キツネの嫁入り 公演情報 青☆組「キツネの嫁入り」の観てきた!クチコミとコメント

  • 満足度★★★★★

    むかしむかしの立ち位置から見えるもの
    物語のフォーマットであるネオ昔話のようなものに
    すっと心を開いてしまい、
    だからこそ受け取ることができた
    その世界に漉きこまれたものが
    深くこころを染めていきました。

    作り手が、作品の織り上げ方に
    さらなる手法を手にいれたようにも感じました。

    ネタバレBOX

    語る態での導入がとても効果的で、
    観る側を一旦現実からすっと切り離してくれる。

    そこから次第に紡ぎあげる物語も
    密度が拡散せずに
    物語としての前提や骨格と
    しっかりとした空気が
    まっすぐに観る側に伝わってきます。
    むかしばなし的なシンプルさと、
    奇異なことをもそのままに観る側に受け入れさせてしまう包容力と
    どこか滑稽な感じも、ちょっと哀れな風情も、
    恐ろしげな場面も、
    むかしばなしの枠組みの中に収まると、
    そのまま観る側が受け取ってしまう。

    しかも、役者たちそれぞれに、
    むかしばなしを纏いつつ、
    一方で舞台を平板にすることなく、
    それぞれのロールの色をビビッドに作りだす力があって。
    物語は単に筋書きをたどるにとどまらず、
    その筋書きに繋がれた思いの重なりとして
    観る側に組み上げていくのです。

    まるで、子供のごとく、
    ノーガードで物語をそのままに追わせ、
    浸り込ませる力が
    舞台にはあって・・・。

    そこまでに観る側を捉えておいた上で
    作り手は、物語に漉きこんだ観る側の今を
    少しずつ露わにしていきます。
    むかしばなしでは割に定番の
    立ち入ってはいけない場所のタブー。
    その中にフォーカスを緩めて包み込むからこそ
    あからさまに浮かび上がり俯瞰されるものがある。

*課題内容*.
(A) 上の「キツネの嫁入り」の感想文から、「むかしばなし的なシンプルさと、」から「観る側に組み上げていくのです。」までを、両端も含めてそのまま書き出してもらえますか？
(B) 「キツネの嫁入り」の感想文を、最後の一文のあとから書き継いでもらえますか？

*提供データ*.
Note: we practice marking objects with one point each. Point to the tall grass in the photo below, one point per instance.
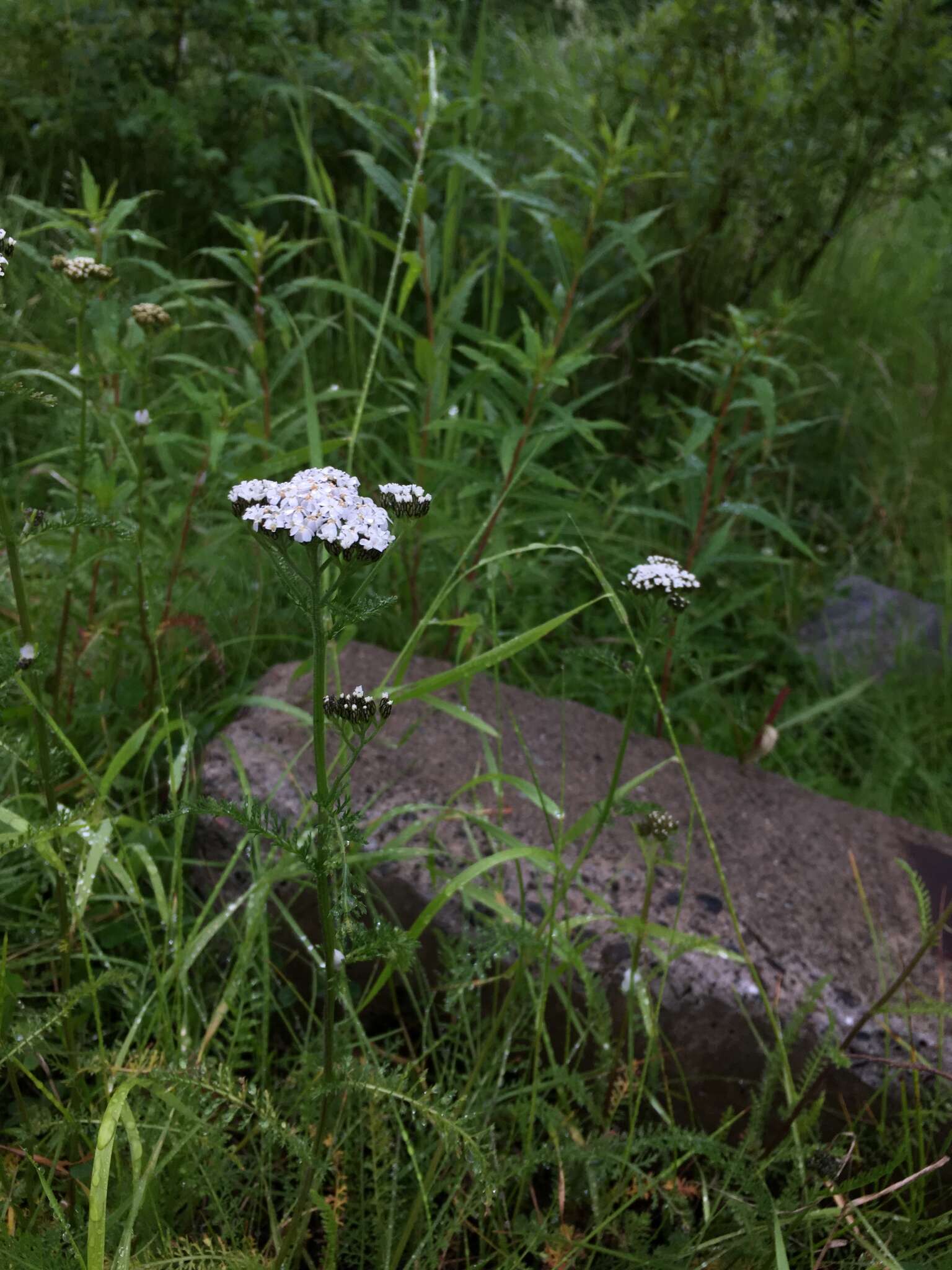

*解答*.
(A)
むかしばなし的なシンプルさと、
    奇異なことをもそのままに観る側に受け入れさせてしまう包容力と
    どこか滑稽な感じも、ちょっと哀れな風情も、
    恐ろしげな場面も、
    むかしばなしの枠組みの中に収まると、
    そのまま観る側が受け取ってしまう。

    しかも、役者たちそれぞれに、
    むかしばなしを纏いつつ、
    一方で舞台を平板にすることなく、
    それぞれのロールの色をビビッドに作りだす力があって。
    物語は単に筋書きをたどるにとどまらず、
    その筋書きに繋がれた思いの重なりとして
    観る側に組み上げていくのです。

(B)
    その場所の大昔にすっと観る側の今を重ね合わせて、
    物語と観る側の過ごす今の間に
    時間軸を描きだして。
    物語の事象に観る側の今日との因果が現れて
    むかしばなしの枠組への視野が
    目を閉じることも、心を閉ざすこともできずに、
    観る側の時間から眺める未来へと置き換わる。

    キツネたちが絡み、人が人でありつづげることなく
    やがて滅失していくような感覚、
    それは、むかしばなしの態だからこその
    やわらかで懐かしい肌触りとともに
    観る側に深く沁み込んで。
    やがて、今を生きることの
    どこか底知れないおどろおどろしさを秘めた
    リアリティが
    物語に埋め込まれた、
    その中でも変わることのない
    人を想う気持ち、さらにはキツネたちに抱く
    様々な普遍的な心の肌触りと共に降りてきて息を呑む。


    美術もその場所の内の世界の密度と
    外の広がりを、
    むかしばなしのファンタジーの色と共に
    観る側に届けてくれていて、
    実に秀逸。

    作り手は、これまでに持っていた引き出しのいくつかから
    さらなる新しい引き出しを創り出したように思えて。
    従前のリーディング公演などで見せた
    イメージや表現の間口や独特のテイストが
    さらなる引き出しを創り出していくような感じもあって
    今後の作品の広がりが本当に楽しみになりました。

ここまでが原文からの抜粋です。